§ SUPPLIED PASSAGE
···
Lately, I have found it difficult to not be caught up in the wave of cynicism about the current state of sport. At times this has spoiled my own enjoyment as the biggest sports seem to be consuming themselves, in a rush to prioritise satiating the global audiences they attract through digital media and television at the cost of what it means to compete.

At its best, sport is tough and unpredictable, and the victor usually has a will to endure that outlasts his or her rival. Sport is suffering for glory, but suffering doesn’t make for good TV.

What it is becoming these days is entertainment for the sake of it. And I see little difference these days between the English Premier League (and its 100-minute matches and Video Assistant Referees) and the scripted drama of World Wrestling Entertainment.

Give me a tight nil-nil draw any day over the nonsense of teams scoring more frequently after the regulation 90 minutes have ended. Of course, you will get more entertainment if you make footballers play longer – and the more tired they get, the more likely someone is to make a mistake. Is that sport or a kind of Hunger Games?
···
§ DATA FOR ANALYSIS
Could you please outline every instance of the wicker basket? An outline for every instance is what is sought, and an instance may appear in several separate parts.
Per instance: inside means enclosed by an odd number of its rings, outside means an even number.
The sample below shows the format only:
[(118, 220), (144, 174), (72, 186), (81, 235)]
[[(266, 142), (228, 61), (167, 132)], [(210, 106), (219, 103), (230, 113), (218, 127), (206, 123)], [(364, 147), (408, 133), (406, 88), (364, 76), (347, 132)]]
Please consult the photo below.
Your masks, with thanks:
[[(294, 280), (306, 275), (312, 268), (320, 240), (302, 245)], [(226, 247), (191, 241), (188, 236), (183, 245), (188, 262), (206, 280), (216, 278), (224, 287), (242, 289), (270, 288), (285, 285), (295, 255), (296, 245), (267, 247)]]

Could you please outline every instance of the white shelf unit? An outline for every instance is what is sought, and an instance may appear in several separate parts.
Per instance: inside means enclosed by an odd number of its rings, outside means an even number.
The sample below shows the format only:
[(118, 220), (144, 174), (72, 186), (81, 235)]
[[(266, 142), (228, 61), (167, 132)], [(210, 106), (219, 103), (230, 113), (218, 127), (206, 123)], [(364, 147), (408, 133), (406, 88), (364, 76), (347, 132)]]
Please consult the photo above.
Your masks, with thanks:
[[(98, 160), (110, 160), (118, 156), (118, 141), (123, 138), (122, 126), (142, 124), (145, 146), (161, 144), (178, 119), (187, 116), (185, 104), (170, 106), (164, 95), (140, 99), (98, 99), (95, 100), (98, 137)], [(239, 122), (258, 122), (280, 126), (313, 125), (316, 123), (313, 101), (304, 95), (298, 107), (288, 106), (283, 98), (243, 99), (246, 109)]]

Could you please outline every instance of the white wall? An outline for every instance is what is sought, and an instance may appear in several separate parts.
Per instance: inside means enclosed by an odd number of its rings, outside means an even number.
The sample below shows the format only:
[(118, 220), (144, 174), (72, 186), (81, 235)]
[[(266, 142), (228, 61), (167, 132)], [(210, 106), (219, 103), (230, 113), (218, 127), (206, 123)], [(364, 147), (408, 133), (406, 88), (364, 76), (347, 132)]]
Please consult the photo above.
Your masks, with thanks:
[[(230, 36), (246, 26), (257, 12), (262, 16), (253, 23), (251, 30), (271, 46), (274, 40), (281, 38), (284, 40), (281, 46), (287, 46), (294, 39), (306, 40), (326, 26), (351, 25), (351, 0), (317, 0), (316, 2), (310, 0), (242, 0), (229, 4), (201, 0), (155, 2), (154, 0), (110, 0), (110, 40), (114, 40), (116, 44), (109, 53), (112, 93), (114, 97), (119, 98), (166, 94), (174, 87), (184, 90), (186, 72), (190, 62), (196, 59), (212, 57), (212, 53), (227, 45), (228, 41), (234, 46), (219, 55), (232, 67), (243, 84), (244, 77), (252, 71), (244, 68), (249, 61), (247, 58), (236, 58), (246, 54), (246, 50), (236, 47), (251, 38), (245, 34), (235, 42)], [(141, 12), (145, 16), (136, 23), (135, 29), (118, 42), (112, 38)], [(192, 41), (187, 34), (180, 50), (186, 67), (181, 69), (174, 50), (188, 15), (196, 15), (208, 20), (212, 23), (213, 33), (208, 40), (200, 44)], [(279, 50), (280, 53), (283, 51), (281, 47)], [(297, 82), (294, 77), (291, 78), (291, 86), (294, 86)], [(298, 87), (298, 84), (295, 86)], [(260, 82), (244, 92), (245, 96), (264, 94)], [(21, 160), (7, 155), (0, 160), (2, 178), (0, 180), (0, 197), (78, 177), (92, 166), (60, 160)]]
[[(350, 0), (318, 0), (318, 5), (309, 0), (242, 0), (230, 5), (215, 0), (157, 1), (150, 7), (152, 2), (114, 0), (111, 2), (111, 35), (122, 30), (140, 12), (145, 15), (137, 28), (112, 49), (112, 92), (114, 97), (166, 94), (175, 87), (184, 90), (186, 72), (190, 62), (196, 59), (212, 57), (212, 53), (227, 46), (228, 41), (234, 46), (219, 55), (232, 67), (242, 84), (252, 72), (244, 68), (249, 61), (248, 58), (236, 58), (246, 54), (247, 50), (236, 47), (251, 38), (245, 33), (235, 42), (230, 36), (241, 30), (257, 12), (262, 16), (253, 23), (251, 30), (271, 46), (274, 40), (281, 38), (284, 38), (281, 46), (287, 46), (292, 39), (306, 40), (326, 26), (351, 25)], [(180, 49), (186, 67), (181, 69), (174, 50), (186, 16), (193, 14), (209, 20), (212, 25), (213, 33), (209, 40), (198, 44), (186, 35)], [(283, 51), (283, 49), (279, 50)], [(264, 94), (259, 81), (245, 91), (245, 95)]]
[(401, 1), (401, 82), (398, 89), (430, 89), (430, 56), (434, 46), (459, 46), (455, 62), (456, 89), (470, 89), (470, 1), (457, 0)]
···
§ WORK ITEM A
In the essay on the current state of sport, which two features of the English Premier League does the writer name in parentheses?
§ WORK ITEM B
Translate this sentence from the essay on the current state of sport into Spanish: "Sport is suffering for glory, but suffering doesn’t make for good TV."

§ EXPECTED OUTPUT A
Its 100-minute matches and Video Assistant Referees.

§ EXPECTED OUTPUT B
El deporte es sufrir por la gloria, pero el sufrimiento no es buena televisión.